▼▼▼
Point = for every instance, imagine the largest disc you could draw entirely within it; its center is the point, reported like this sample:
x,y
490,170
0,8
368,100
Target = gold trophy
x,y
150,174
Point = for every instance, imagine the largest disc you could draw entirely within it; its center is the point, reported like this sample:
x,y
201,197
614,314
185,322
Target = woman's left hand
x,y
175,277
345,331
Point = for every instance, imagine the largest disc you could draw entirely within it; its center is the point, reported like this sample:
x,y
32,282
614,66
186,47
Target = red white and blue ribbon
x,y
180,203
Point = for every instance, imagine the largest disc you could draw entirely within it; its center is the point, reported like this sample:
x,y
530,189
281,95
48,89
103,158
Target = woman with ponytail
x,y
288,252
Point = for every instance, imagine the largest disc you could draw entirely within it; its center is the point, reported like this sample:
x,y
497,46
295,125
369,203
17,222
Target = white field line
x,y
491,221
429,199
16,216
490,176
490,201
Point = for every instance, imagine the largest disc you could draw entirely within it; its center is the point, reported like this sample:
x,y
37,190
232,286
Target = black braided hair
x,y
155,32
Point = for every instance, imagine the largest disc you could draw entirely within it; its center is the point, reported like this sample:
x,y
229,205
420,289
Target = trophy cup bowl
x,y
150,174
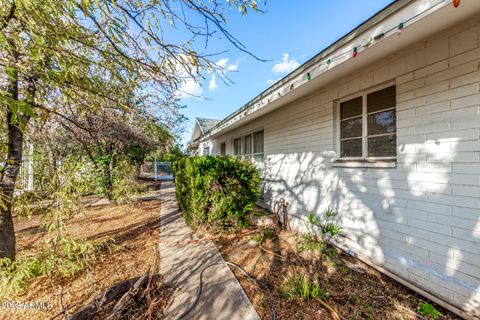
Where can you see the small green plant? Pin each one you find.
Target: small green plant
(301, 287)
(62, 258)
(427, 310)
(310, 243)
(264, 235)
(320, 231)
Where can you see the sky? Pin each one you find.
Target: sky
(287, 34)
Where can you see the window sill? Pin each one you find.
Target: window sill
(364, 163)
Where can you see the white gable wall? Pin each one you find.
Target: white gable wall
(420, 220)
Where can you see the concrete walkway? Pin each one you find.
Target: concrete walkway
(183, 256)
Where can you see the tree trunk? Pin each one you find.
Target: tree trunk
(9, 176)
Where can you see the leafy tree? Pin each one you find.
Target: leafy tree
(74, 57)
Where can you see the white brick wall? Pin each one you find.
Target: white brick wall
(420, 220)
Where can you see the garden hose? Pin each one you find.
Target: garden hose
(199, 289)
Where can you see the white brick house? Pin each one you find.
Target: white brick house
(202, 147)
(389, 138)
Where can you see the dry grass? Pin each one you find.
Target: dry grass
(135, 229)
(355, 290)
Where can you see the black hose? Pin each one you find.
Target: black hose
(199, 289)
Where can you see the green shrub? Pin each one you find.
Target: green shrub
(301, 287)
(216, 191)
(427, 310)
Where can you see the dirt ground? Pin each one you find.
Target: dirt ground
(135, 229)
(355, 290)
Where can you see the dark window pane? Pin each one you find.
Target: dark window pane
(237, 146)
(351, 148)
(382, 122)
(258, 142)
(384, 146)
(351, 108)
(351, 128)
(382, 99)
(247, 144)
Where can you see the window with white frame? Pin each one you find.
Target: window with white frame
(367, 126)
(237, 146)
(206, 150)
(223, 148)
(249, 146)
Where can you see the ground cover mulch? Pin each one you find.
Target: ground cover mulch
(134, 229)
(354, 290)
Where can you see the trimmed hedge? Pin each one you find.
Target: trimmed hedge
(216, 191)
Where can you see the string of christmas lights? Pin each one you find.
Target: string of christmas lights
(357, 49)
(353, 52)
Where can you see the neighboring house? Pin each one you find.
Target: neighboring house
(383, 126)
(197, 145)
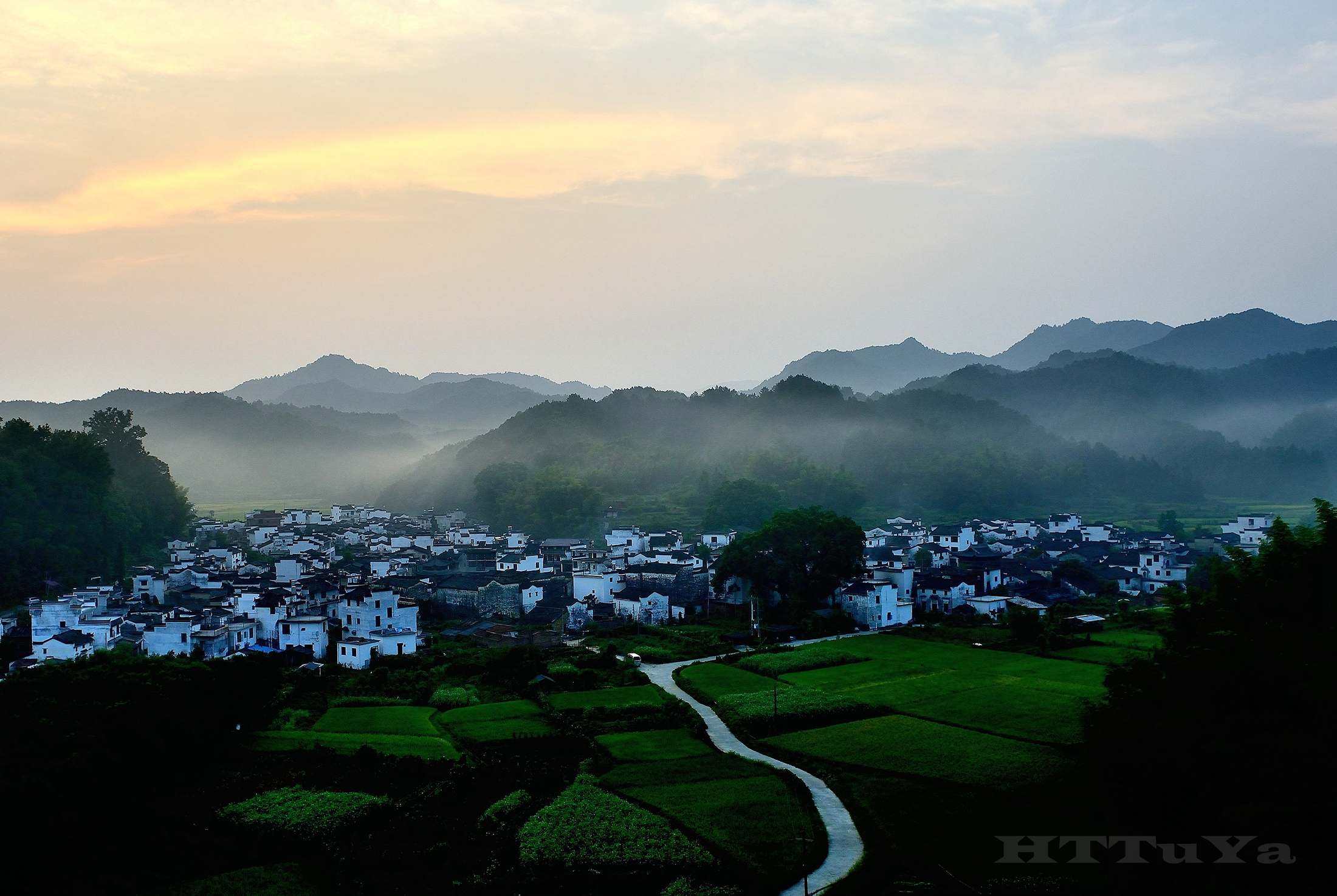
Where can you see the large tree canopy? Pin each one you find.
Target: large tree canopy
(803, 554)
(1237, 704)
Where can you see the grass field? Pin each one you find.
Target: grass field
(1003, 693)
(717, 680)
(915, 747)
(609, 697)
(495, 721)
(427, 748)
(261, 880)
(379, 720)
(741, 810)
(654, 747)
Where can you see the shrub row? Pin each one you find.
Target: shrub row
(587, 828)
(791, 709)
(305, 815)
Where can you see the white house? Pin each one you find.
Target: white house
(304, 632)
(393, 642)
(1246, 522)
(1160, 569)
(600, 586)
(66, 645)
(1097, 533)
(954, 538)
(530, 597)
(718, 539)
(1065, 522)
(876, 605)
(356, 653)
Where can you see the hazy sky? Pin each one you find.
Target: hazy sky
(664, 193)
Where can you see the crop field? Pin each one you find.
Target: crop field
(427, 748)
(908, 745)
(495, 721)
(379, 720)
(740, 808)
(1003, 693)
(717, 680)
(654, 747)
(1114, 646)
(609, 697)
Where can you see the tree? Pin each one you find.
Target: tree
(803, 554)
(1169, 523)
(743, 503)
(1241, 689)
(158, 506)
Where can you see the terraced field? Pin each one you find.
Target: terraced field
(427, 748)
(1000, 693)
(490, 722)
(609, 697)
(915, 747)
(397, 731)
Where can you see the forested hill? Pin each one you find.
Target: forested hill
(78, 505)
(676, 459)
(1184, 417)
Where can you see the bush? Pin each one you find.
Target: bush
(293, 720)
(447, 697)
(774, 665)
(590, 830)
(504, 818)
(368, 701)
(791, 709)
(305, 815)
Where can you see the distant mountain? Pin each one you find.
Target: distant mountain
(885, 368)
(368, 379)
(332, 367)
(1181, 416)
(1237, 339)
(543, 386)
(1081, 335)
(476, 403)
(232, 451)
(879, 368)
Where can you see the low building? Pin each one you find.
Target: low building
(356, 653)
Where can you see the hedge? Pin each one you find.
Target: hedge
(587, 828)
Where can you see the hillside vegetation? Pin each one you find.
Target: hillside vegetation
(666, 456)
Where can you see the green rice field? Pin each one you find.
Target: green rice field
(1000, 693)
(741, 810)
(654, 747)
(379, 720)
(495, 721)
(716, 680)
(609, 697)
(427, 748)
(908, 745)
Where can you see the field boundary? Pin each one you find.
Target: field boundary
(844, 846)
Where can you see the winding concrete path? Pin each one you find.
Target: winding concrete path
(844, 846)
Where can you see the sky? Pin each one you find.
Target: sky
(656, 193)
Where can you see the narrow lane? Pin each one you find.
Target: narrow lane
(844, 846)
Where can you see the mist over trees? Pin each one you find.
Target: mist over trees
(723, 459)
(79, 505)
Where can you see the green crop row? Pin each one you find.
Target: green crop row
(791, 661)
(788, 709)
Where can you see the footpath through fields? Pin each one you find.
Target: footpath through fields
(844, 846)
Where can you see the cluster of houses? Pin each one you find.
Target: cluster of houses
(987, 566)
(348, 586)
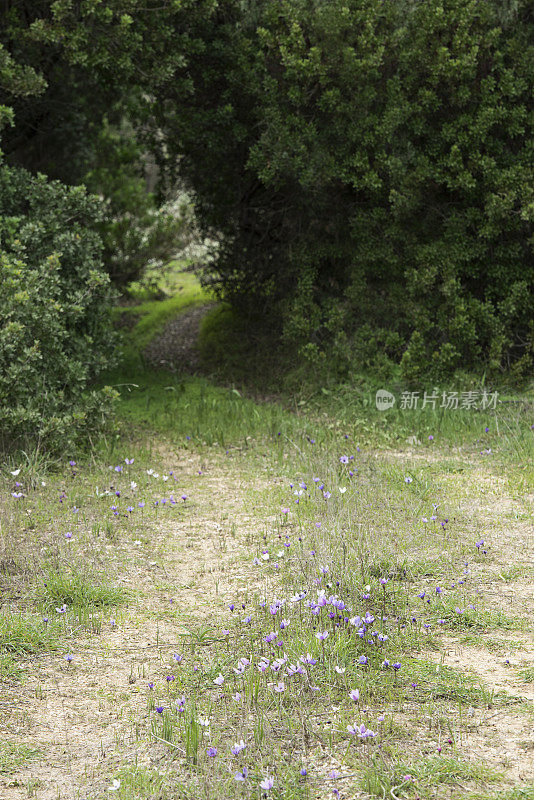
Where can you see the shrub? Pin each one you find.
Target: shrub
(55, 331)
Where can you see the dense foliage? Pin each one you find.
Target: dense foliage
(365, 166)
(370, 167)
(55, 333)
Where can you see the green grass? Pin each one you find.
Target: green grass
(78, 591)
(13, 757)
(21, 634)
(411, 778)
(527, 674)
(150, 317)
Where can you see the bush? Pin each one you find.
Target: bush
(55, 331)
(137, 234)
(369, 166)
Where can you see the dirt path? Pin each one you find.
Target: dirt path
(184, 570)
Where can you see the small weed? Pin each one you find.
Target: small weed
(15, 756)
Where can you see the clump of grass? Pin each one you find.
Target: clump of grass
(526, 674)
(408, 779)
(15, 756)
(79, 591)
(20, 635)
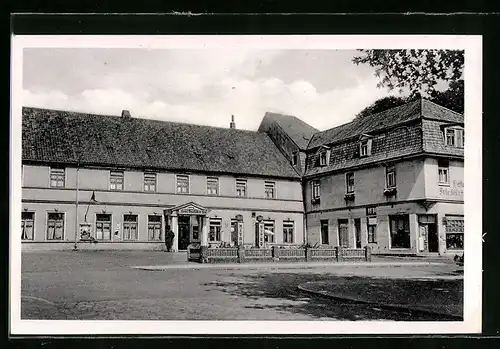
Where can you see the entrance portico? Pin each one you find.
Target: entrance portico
(189, 222)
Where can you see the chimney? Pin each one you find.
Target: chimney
(126, 114)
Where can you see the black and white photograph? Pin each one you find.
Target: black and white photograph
(246, 184)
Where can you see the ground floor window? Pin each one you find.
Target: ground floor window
(215, 229)
(130, 229)
(324, 232)
(103, 227)
(400, 231)
(154, 228)
(343, 232)
(269, 231)
(55, 226)
(288, 232)
(454, 232)
(27, 225)
(371, 225)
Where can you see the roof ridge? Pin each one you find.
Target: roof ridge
(145, 118)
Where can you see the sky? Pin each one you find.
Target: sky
(201, 86)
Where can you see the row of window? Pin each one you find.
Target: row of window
(116, 182)
(390, 179)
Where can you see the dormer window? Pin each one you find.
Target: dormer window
(454, 136)
(365, 146)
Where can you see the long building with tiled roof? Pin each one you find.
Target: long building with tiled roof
(392, 181)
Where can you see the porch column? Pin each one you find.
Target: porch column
(204, 231)
(175, 228)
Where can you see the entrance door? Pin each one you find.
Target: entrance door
(184, 232)
(357, 231)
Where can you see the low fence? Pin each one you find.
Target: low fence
(241, 254)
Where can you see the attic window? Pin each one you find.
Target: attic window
(454, 136)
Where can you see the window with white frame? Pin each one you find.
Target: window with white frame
(27, 225)
(443, 172)
(57, 176)
(390, 176)
(154, 228)
(349, 182)
(241, 187)
(454, 136)
(212, 186)
(270, 190)
(288, 232)
(55, 226)
(130, 227)
(182, 184)
(269, 231)
(214, 232)
(150, 182)
(116, 180)
(103, 227)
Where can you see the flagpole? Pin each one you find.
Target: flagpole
(75, 247)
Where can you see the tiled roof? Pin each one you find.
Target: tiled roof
(386, 119)
(67, 137)
(299, 131)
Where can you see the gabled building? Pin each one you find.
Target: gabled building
(391, 180)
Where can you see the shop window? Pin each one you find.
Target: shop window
(454, 233)
(241, 187)
(154, 228)
(55, 226)
(103, 227)
(269, 231)
(324, 232)
(400, 231)
(212, 186)
(270, 190)
(27, 225)
(182, 184)
(57, 176)
(443, 172)
(116, 180)
(215, 230)
(288, 232)
(130, 228)
(150, 182)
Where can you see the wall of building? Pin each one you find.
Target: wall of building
(369, 184)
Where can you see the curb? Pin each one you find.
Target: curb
(377, 304)
(197, 266)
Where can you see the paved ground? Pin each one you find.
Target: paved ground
(103, 285)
▲▲▲
=== WHAT YOU HAVE TO DO ===
From the line holding "Where can you see the flagpole?" to the last line of the records, quote each line exactly and add nothing.

=== TASK SOLUTION ===
Where can you see the flagpole? Pin each one you find.
Target: flagpole
(75, 247)
Where can you see the tiled roof? Pin each one you find.
Target: tiled roof
(386, 119)
(67, 137)
(299, 131)
Where can you see the gabled building? Pin each one you find.
Target: gabled building
(391, 180)
Where can you see the shop window? Pin each one you find.
Target: shop window
(454, 233)
(241, 187)
(154, 228)
(55, 226)
(103, 227)
(269, 231)
(324, 232)
(400, 231)
(212, 186)
(270, 190)
(27, 225)
(182, 184)
(57, 176)
(443, 172)
(116, 180)
(215, 230)
(288, 232)
(130, 228)
(150, 182)
Where can you see the wall of building? Pin each one you find.
Target: wall of building
(369, 184)
Where can you see the curb? Pin each one you find.
Target: curb
(377, 304)
(197, 266)
Where can you see the paved ground? Pin each one you find.
Target: paved ground
(103, 285)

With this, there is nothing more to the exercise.